> **PROBLEM REQUIREMENTS**
Copy out the entries that follow. Leave none out.
[DATA EXCERPTS — start]
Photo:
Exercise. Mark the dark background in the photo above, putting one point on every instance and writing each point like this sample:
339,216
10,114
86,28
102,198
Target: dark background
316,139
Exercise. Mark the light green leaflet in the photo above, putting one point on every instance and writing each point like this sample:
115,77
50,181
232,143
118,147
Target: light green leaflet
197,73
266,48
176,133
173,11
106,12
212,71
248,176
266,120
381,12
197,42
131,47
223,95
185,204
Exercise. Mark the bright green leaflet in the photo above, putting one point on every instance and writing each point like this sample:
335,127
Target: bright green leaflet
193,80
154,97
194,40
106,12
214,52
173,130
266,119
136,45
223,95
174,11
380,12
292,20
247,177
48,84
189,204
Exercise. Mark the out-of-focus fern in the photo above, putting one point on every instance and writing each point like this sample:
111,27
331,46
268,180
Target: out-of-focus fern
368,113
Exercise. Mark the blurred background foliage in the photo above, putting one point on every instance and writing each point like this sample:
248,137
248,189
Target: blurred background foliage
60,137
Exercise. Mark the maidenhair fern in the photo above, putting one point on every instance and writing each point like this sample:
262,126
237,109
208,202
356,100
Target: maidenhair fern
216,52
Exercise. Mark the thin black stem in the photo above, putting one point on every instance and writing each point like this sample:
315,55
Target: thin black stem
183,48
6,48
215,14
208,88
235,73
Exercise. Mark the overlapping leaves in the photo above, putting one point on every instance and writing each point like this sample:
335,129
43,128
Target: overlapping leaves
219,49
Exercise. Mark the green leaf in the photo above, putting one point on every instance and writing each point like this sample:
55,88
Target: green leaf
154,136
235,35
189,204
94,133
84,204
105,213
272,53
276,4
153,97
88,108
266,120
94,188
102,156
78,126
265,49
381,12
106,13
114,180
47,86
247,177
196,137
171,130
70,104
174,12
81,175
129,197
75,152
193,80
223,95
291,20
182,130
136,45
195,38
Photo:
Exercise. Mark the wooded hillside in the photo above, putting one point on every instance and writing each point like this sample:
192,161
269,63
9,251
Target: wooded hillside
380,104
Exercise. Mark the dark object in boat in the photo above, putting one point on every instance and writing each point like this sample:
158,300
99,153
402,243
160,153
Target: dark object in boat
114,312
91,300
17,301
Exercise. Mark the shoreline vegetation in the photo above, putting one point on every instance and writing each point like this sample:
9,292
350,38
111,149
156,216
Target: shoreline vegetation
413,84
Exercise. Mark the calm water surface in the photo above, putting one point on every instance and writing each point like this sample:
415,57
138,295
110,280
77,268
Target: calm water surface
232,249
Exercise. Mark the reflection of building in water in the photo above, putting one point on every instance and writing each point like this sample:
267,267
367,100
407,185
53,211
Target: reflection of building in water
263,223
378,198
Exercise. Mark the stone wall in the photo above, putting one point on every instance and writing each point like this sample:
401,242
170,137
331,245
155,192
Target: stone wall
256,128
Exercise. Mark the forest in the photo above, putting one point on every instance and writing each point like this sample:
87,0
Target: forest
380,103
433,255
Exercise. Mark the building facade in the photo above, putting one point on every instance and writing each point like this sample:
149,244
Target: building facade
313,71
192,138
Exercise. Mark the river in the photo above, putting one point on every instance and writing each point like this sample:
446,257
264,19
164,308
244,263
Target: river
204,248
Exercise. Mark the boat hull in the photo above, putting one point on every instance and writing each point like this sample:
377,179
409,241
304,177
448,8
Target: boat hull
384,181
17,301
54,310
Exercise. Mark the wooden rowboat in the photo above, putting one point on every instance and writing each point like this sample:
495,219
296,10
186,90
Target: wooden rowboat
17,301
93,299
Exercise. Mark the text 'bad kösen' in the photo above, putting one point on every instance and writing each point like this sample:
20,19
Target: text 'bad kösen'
[DATA EXCERPTS — finish]
> **FINAL ANSWER**
Photo:
Exercise. Mark the dark background in the photo above, putting one point on every instance and writing each point like this sample:
339,216
10,114
86,28
102,198
Target: dark background
316,139
Exercise. Mark the light green leaflet in the photo above, putting one point on every instance and writing each point like this sample:
115,77
50,181
232,143
118,147
Target: light green leaflet
197,73
266,48
176,133
173,11
106,12
212,71
248,176
266,120
381,12
197,42
131,47
223,95
185,204
Exercise. Mark the bright green leaflet in the photo above, putting one point on every instance and writing each point like this sample:
335,127
Target: bright green leaflet
193,80
154,97
194,40
106,12
214,52
173,130
266,119
136,45
223,95
174,11
380,12
292,20
247,177
48,84
189,204
Exercise. Mark the out-of-focus fern in the photo above, putting one point on every instance and writing each point like this sample:
111,27
331,46
268,180
Target: out-of-focus fern
368,113
Exercise. Mark the blurred background foliage in the photo above, putting one point on every instance and writing each point like this sample:
248,137
248,189
Target: blurred background foliage
60,137
Exercise. Mark the maidenhair fern in the photo above, putting one point on every instance and writing each point like this sample:
262,126
237,109
208,202
356,100
Target: maidenhair fern
216,52
Exercise. Mark the thin black stem in the photo above, putting one point on every instance and writing each point like this sample:
315,55
Target: thin black stem
183,48
6,48
215,14
208,88
235,73
Exercise. Mark the overlapping leaves in the photo above, putting one point on every instance and writing each point like this sample:
335,129
43,128
Target: overlapping leaves
219,49
Exercise. Mark the green leaf in the photo above, putting one point on every instance and writing each point like this sample:
55,88
Target: green leaf
154,136
235,35
189,204
94,133
84,204
105,213
272,53
276,4
153,97
88,108
266,120
94,188
102,156
78,126
265,49
381,12
106,13
114,180
47,86
247,177
196,137
171,130
70,104
174,12
81,175
129,197
75,152
193,80
223,95
291,20
182,130
136,45
195,38
Photo:
Exercise. Mark the wooded hillside in the photo above, putting one point on every instance and writing each point like this sample:
192,161
269,63
9,251
Target: wooded hillside
380,104
Exercise. Mark the dark object in boat in the photo above, putting one point on every instance and writing each point like this sample:
158,300
99,153
402,243
160,153
Target: dark object in boat
114,312
91,300
17,301
Exercise. Mark the shoreline vegetation in the photo above, putting one point on every instance and writing each point like this sample:
9,292
350,38
111,149
156,216
Target: shoreline vegetation
413,84
Exercise. Mark the calm water surface in the photo above, putting one point on every instance and writing each point like this sample:
415,57
138,295
110,280
77,268
Target: calm water surface
232,249
Exercise. Mark the reflection of building in water in the photo above, putting one point on every instance and writing each point like this sample:
267,267
367,100
407,185
53,211
Target: reflection of building in water
263,223
378,198
Exercise. Mark the stone wall in the photo above, putting one point on every instance and writing each point like this sample:
401,242
170,137
331,245
155,192
Target: stone wall
256,128
Exercise. Mark the forest in the photo above, putting one point on every instance and writing each point like this sample:
87,0
Target: forest
380,103
433,255
Exercise. Mark the building facade in the photo above, putting one point on every instance and writing each point like this sample:
149,244
Target: building facade
313,71
192,138
Exercise. Mark the river in the photo above, putting one point on every instance and writing each point like this sample:
446,257
264,19
164,308
244,263
Target: river
204,248
Exercise. Mark the boat hull in the photo above, putting one point on every instance and writing each point like this sample:
377,179
409,241
304,177
448,8
Target: boat hull
384,181
17,301
54,310
Exercise. Mark the wooden rowboat in the photo above, putting one point on every instance and writing each point like this sample:
495,219
296,10
186,90
Target: wooden rowboat
17,301
93,299
Exercise. Mark the text 'bad kösen' in the photo above, putting one point on every instance and writing each point like this sample:
20,19
Target: text 'bad kösen'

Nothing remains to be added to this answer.